SUPPLIED TEXT
Another problem is the very strong dollar.  Banks and financial institutions worried about economic growth elsewhere and looking for higher profits in a safe economy have flooded into buying dollar assets.  And as the oil price falls (and it is priced in dollars), more capital has flowed into dollars to compensate.  But this has led to a sharp fall in the value of other currencies.  Many corporations around the world have borrowed in dollars and get revenues in their national currencies.  So corporate debt bills in emerging economies are rising.  Many corporations see less revenue growth ahead but bigger debts.  So there is a serious prospect of a corporate debt crisis.

Debt EM and DM

This exposes a big truth about the global ‘economic recovery’, such as it is, since 2009.  It has been mainly based, not on investment in productive sectors to raise productivity and employment, but in fictitious capital, buying back shares, buying government and corporate bonds and property.  Cheap and unending money from central banks in their quantitative easing (QE) programmes has restored the banking system, but not the productive part of the capitalist economies.

Even central bankers are starting to doubt whether QE has done much good. Stephen Williamson,vice-president of the Federal Reserve Bank of St Louis, has just issued a study in which he concludes : “There is no work, to my knowledge, that establishes a link from QE to the ultimate goals of the Fed – inflation and real economic activity. Indeed casual evidence suggests that QE has been ineffective.”

Debt has not been reduced overall and but extended in the corporate sectors of the major economies.  There is still a huge layer of fictitious capital, as Marx called it.  It is this that is now collapsing.  It appears that global investors are beginning to realise that the ‘recovery’ is fictitious and is only on yet another credit-fuelled mirage.

The supporters of the latest credit bubble, like Ben Bernanke, the former head of the US Federal Reserve, and Larry Summers, the ‘secular stagnation’ guru , are worried.  In the FT today, Summers writes that “a reasonable assessment of current conditions suggest that raising rates in the near future would be a serious error”.

The Federal Reserve had been set to start to hike interest rates at the end of this year because the US economic recovery was now assured.  I have stated in previous posts here the risk that this posed to the global economy if it was still in what I call a Long Depression (not the same as secular stagnation).  Summers too is concerned.  But what does he propose that the US policy makers do about it?

Summers simply calls for a continuation of the low interest rate policy that has so far signally failed to restore economic growth and instead has merely fueled a credit boom and rising inequality of income and wealth.  “Satisfactory growth, if it can be achieved, requires very low interest rates that historically we have only seen during economic crises.”  So it’s cheap money forever for Summers.  Summers does say that there should be other measures: “such as steps to promote public and private investment”.  But he provides no explanation of how investment is to raised by the capitalist sector in an environment where profitability is turning down globally despite the credit bubble.  And where is the public investment?

The capitalist system needs to be cleansed of the fictitious capital built up under the policies of Bernanke and Summers and the central banks of the UK, Japan and now the ECB.  It needs to deleverage not leverage more.  The stock market is recognising that.  Of course, ‘deleveraging’ would mean another major global slump to devalue capital and restore profitability in the productive sectors.  That is the future that is getting closer.

WRITTEN TASKS
- a) Name every person mentioned in the passage on debt and QE.
- b) Turn the paragraph of the passage on debt and QE beginning "Another problem is the very strong dollar" into a short bulleted list that keeps its main points.

INFORMATION SUPPLIED

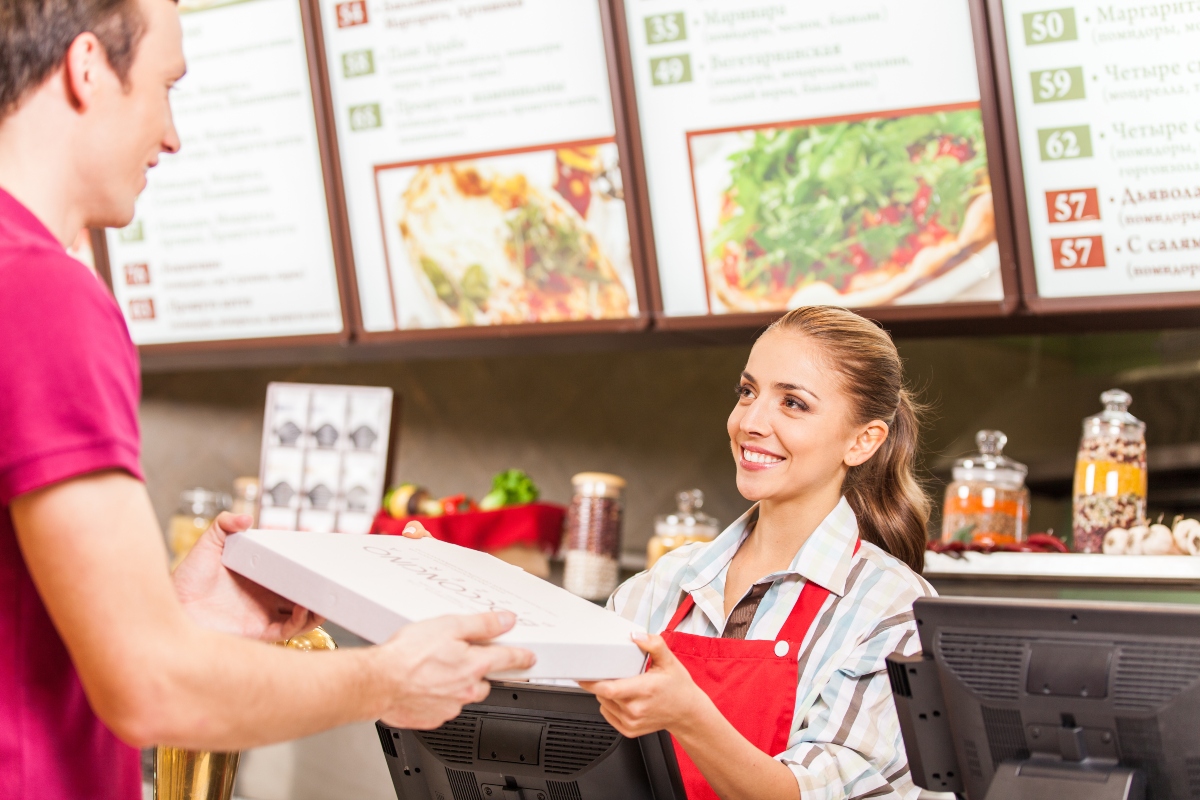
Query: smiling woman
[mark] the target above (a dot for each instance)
(769, 667)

THE REPLIES
- a) Stephen Williamson, Ben Bernanke, Larry Summers, Marx

- b)
- The dollar is very strong.
- Banks and financial institutions, worried about growth elsewhere and seeking higher profits in a safe economy, have been buying dollar assets.
- As the oil price falls (it is priced in dollars), more capital has flowed into dollars.
- Other currencies have fallen sharply in value.
- Many corporations borrowed in dollars but earn revenues in their national currencies, so corporate debt bills in emerging economies are rising.
- With less revenue growth and bigger debts ahead, a corporate debt crisis is a serious prospect.